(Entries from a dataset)
—————

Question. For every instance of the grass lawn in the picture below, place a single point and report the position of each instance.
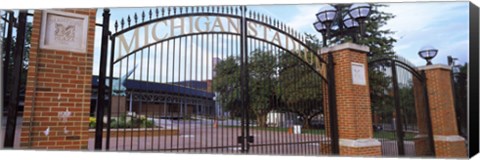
(275, 129)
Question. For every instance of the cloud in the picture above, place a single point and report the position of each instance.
(441, 24)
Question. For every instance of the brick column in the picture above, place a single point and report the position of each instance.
(447, 141)
(353, 101)
(56, 81)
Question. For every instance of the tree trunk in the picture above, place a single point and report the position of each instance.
(306, 122)
(262, 120)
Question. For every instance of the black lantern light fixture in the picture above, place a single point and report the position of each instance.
(342, 20)
(428, 52)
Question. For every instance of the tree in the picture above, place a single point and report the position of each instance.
(301, 89)
(8, 75)
(263, 81)
(227, 84)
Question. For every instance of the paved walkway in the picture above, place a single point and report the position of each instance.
(203, 137)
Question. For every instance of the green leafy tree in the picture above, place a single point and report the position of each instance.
(227, 83)
(263, 81)
(301, 89)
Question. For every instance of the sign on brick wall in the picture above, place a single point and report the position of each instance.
(64, 31)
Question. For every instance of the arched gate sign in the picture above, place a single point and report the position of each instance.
(212, 79)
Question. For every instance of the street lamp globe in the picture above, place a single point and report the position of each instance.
(349, 22)
(360, 11)
(320, 27)
(326, 15)
(428, 52)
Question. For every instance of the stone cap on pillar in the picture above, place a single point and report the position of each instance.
(435, 66)
(347, 45)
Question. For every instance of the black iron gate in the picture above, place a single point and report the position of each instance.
(14, 68)
(400, 112)
(211, 79)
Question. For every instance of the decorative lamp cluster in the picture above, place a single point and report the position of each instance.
(334, 18)
(428, 52)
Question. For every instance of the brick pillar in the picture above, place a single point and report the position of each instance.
(353, 100)
(447, 141)
(57, 80)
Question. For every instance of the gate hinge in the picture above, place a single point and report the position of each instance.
(249, 139)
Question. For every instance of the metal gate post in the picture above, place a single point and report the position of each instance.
(8, 45)
(398, 114)
(101, 82)
(17, 73)
(332, 104)
(1, 90)
(429, 118)
(244, 80)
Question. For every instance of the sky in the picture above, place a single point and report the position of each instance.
(443, 25)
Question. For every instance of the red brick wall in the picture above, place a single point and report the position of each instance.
(58, 80)
(353, 101)
(442, 112)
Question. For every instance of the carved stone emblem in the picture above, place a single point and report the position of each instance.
(64, 31)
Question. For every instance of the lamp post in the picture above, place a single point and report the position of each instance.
(342, 20)
(428, 52)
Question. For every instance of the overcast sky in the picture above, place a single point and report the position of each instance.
(441, 24)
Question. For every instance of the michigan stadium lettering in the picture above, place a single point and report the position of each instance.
(147, 34)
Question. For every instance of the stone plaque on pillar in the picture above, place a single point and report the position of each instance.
(64, 31)
(358, 73)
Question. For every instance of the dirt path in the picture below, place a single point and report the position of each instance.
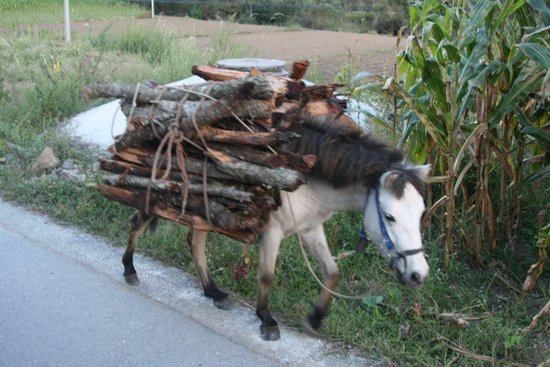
(328, 51)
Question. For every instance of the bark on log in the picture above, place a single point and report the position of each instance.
(145, 157)
(137, 200)
(292, 88)
(252, 155)
(206, 112)
(302, 163)
(163, 115)
(172, 186)
(299, 69)
(283, 178)
(246, 138)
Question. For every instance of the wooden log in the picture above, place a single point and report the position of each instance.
(165, 112)
(145, 157)
(173, 186)
(209, 133)
(251, 87)
(127, 168)
(282, 178)
(299, 69)
(137, 200)
(206, 112)
(303, 163)
(252, 155)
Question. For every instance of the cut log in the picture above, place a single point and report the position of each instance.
(252, 155)
(246, 138)
(163, 115)
(292, 88)
(137, 200)
(252, 87)
(283, 178)
(173, 186)
(299, 69)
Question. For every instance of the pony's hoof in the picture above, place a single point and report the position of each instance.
(225, 303)
(131, 279)
(270, 333)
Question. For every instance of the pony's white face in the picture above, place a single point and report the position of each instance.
(401, 207)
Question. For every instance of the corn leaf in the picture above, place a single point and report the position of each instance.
(536, 52)
(540, 5)
(510, 6)
(538, 175)
(480, 77)
(523, 85)
(430, 120)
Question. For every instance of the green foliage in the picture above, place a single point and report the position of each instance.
(401, 328)
(23, 12)
(384, 16)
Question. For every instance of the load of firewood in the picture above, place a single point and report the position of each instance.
(212, 155)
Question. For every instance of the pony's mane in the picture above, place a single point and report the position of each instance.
(347, 156)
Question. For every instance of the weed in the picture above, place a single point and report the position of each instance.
(403, 327)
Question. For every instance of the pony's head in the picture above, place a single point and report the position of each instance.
(392, 219)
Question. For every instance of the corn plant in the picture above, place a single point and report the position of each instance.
(472, 86)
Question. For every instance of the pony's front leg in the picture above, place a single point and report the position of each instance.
(197, 243)
(269, 247)
(316, 243)
(139, 223)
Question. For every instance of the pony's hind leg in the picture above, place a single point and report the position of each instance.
(197, 243)
(269, 247)
(316, 243)
(139, 223)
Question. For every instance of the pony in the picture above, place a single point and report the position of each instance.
(354, 170)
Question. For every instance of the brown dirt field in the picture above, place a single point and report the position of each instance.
(328, 51)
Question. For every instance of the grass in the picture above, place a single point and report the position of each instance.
(26, 12)
(42, 77)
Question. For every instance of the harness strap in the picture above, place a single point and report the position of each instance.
(390, 245)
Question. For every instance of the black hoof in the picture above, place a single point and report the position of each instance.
(309, 329)
(270, 333)
(131, 279)
(224, 303)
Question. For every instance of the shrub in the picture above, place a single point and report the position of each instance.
(472, 93)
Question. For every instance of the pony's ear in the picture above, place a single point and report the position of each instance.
(422, 171)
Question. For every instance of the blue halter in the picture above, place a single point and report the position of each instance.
(390, 246)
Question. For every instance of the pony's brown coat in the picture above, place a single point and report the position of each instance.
(348, 156)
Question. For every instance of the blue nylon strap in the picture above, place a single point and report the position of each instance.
(385, 235)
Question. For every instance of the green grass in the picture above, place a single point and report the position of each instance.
(23, 12)
(40, 86)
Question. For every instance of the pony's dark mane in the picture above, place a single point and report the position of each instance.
(347, 156)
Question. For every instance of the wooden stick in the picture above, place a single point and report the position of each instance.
(252, 87)
(292, 88)
(282, 178)
(246, 138)
(173, 186)
(137, 200)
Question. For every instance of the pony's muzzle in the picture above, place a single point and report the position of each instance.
(413, 279)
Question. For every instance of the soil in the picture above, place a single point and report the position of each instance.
(327, 51)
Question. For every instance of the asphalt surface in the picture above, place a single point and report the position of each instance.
(63, 302)
(57, 312)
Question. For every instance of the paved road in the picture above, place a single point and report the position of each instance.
(63, 302)
(57, 312)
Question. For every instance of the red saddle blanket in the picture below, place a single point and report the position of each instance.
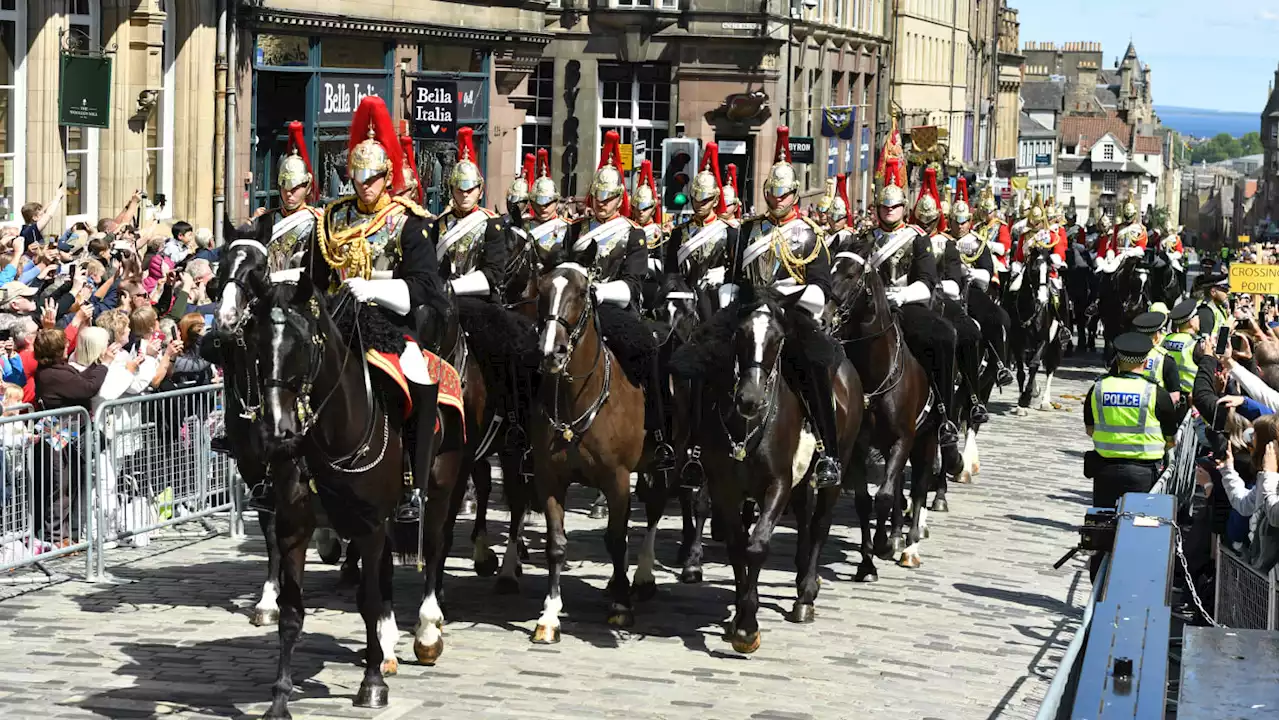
(446, 376)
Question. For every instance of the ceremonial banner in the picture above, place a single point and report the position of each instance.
(1260, 279)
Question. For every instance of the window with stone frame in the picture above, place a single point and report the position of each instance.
(80, 144)
(536, 132)
(160, 126)
(635, 100)
(12, 110)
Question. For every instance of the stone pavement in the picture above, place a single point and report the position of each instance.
(977, 632)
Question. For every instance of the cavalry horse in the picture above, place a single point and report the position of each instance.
(753, 449)
(242, 277)
(1036, 338)
(900, 420)
(585, 432)
(351, 443)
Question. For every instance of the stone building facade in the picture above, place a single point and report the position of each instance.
(160, 124)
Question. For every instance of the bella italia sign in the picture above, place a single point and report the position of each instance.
(85, 92)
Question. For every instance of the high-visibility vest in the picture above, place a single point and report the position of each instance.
(1124, 419)
(1180, 346)
(1152, 368)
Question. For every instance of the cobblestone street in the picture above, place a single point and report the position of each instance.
(974, 633)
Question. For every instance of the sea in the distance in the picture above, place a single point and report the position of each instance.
(1207, 123)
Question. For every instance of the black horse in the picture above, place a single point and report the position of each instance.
(1036, 337)
(323, 406)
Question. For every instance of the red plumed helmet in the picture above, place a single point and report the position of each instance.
(373, 149)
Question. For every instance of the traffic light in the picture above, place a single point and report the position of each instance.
(680, 155)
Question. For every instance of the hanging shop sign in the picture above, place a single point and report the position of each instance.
(341, 94)
(435, 109)
(85, 91)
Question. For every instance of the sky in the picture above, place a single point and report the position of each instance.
(1217, 55)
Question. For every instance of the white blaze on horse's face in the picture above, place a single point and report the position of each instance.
(558, 285)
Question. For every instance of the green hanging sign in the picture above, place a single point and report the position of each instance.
(85, 91)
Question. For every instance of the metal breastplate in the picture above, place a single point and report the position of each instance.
(287, 247)
(611, 249)
(384, 242)
(707, 255)
(896, 268)
(766, 268)
(465, 253)
(970, 249)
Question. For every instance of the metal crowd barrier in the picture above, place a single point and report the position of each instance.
(45, 488)
(155, 466)
(74, 483)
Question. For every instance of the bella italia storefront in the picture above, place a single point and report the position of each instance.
(320, 80)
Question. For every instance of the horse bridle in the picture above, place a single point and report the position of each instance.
(577, 428)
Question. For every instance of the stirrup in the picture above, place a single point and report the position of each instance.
(691, 475)
(826, 473)
(410, 509)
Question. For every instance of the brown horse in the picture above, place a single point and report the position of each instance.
(584, 432)
(900, 422)
(753, 450)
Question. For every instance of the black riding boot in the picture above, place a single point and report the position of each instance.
(656, 420)
(423, 451)
(693, 475)
(822, 413)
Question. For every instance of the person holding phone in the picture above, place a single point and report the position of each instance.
(1132, 423)
(1180, 343)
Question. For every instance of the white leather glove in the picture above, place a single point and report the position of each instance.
(391, 294)
(472, 283)
(951, 288)
(727, 294)
(813, 300)
(615, 292)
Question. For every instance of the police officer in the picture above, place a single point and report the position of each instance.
(1159, 367)
(1182, 342)
(1132, 423)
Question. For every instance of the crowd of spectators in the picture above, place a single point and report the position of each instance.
(90, 315)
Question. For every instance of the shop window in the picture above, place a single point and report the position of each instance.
(80, 144)
(12, 110)
(352, 53)
(451, 59)
(283, 50)
(635, 100)
(536, 131)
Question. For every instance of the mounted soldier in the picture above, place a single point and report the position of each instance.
(295, 220)
(777, 253)
(903, 254)
(699, 247)
(375, 245)
(612, 250)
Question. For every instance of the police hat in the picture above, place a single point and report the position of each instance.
(1183, 311)
(1133, 347)
(1150, 322)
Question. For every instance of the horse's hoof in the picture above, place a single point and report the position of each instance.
(745, 643)
(429, 654)
(622, 618)
(899, 545)
(263, 618)
(371, 696)
(544, 634)
(644, 592)
(488, 565)
(800, 613)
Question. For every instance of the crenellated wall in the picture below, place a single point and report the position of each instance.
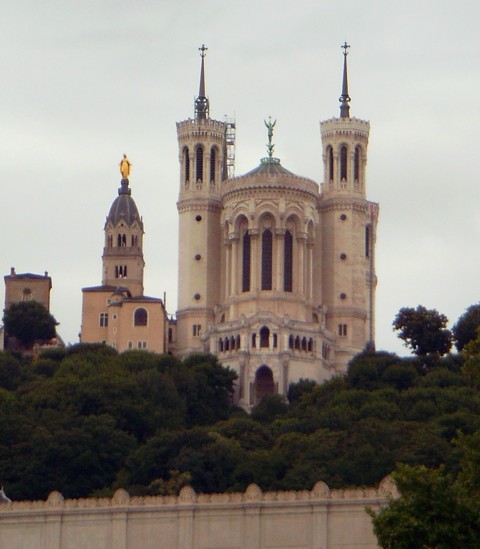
(316, 519)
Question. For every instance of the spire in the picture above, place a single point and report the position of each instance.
(345, 98)
(201, 102)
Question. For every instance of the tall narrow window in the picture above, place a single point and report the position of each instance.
(343, 163)
(213, 159)
(267, 259)
(246, 263)
(199, 162)
(288, 262)
(356, 164)
(26, 294)
(186, 162)
(140, 317)
(264, 337)
(330, 163)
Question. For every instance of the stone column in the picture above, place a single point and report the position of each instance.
(280, 249)
(255, 260)
(228, 260)
(234, 263)
(310, 244)
(301, 240)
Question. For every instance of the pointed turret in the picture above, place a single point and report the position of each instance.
(345, 98)
(201, 102)
(202, 150)
(349, 228)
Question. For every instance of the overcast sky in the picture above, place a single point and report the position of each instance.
(84, 81)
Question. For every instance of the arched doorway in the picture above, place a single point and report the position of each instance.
(264, 384)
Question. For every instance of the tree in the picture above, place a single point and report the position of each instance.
(430, 513)
(423, 330)
(466, 328)
(28, 322)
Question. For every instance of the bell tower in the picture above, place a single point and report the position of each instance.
(348, 229)
(202, 154)
(122, 257)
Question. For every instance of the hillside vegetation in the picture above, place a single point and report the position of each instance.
(87, 420)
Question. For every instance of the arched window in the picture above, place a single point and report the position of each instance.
(246, 263)
(186, 162)
(199, 164)
(367, 241)
(343, 163)
(356, 164)
(140, 317)
(288, 262)
(264, 384)
(213, 159)
(26, 294)
(120, 271)
(267, 259)
(330, 163)
(264, 337)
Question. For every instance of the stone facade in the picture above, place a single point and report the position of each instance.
(27, 287)
(276, 272)
(316, 519)
(116, 312)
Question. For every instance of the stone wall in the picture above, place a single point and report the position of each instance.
(316, 519)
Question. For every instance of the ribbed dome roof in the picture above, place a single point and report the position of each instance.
(124, 208)
(269, 166)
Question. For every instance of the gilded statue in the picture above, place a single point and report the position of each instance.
(125, 167)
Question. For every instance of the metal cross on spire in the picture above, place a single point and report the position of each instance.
(201, 103)
(270, 125)
(345, 98)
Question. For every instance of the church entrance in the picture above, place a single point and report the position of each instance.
(264, 384)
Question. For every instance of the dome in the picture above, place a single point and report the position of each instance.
(124, 208)
(269, 174)
(269, 166)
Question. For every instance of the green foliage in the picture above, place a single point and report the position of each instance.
(432, 512)
(466, 327)
(298, 389)
(423, 330)
(28, 322)
(88, 420)
(270, 408)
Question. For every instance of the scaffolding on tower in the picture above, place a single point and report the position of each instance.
(230, 147)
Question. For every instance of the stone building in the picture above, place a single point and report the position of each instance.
(21, 287)
(117, 312)
(276, 272)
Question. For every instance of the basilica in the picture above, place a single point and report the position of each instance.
(276, 273)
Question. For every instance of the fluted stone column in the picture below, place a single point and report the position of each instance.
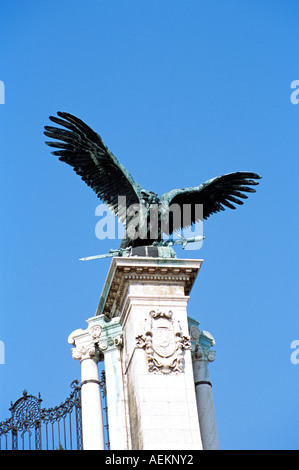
(102, 340)
(202, 355)
(91, 407)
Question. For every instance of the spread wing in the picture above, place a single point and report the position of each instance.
(214, 195)
(83, 149)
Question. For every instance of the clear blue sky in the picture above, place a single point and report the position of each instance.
(180, 92)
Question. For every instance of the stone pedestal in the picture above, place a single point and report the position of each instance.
(150, 296)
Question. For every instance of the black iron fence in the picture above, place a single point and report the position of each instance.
(31, 427)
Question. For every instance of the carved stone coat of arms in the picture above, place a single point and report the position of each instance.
(163, 342)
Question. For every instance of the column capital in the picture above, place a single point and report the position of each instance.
(201, 343)
(100, 336)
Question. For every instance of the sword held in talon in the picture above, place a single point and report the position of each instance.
(182, 241)
(126, 252)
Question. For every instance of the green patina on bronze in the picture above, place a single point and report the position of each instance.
(84, 150)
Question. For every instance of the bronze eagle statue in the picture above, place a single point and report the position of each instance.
(84, 150)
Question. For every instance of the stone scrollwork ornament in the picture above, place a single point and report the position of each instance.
(163, 342)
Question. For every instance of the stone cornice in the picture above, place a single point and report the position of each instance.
(144, 270)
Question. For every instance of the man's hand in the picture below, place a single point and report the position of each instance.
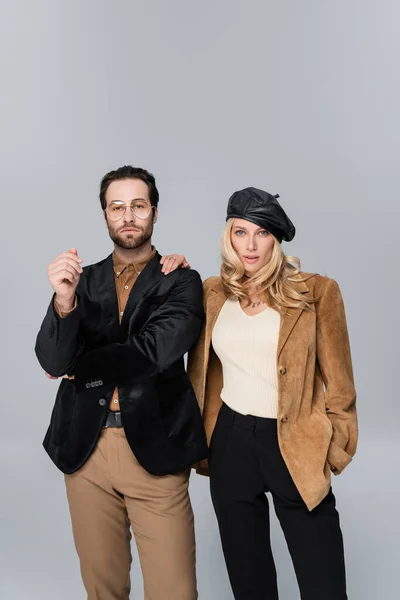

—————

Stated problem
Arrange the material as a Markdown table with the columns Row and Text, starting at the line that contains "Question. For every instance of the stone scrollwork" and stopping at the end of the material. Give each line its own numbered row, and leave out blank lines and pictures.

Response
| Row | Text |
|---|---|
| 1 | Question. For every instance of the stone scrollwork ornament in the picture above, place a single point and report the position of each instance. |
| 2 | (163, 342) |
| 3 | Question. For every instance of the stone cornice in the picture above, place a single point and report the position of each instance. |
| 4 | (144, 270) |
| 5 | Question. For every instance of the man's hand in the picture below, place a single point and report the position of each instance. |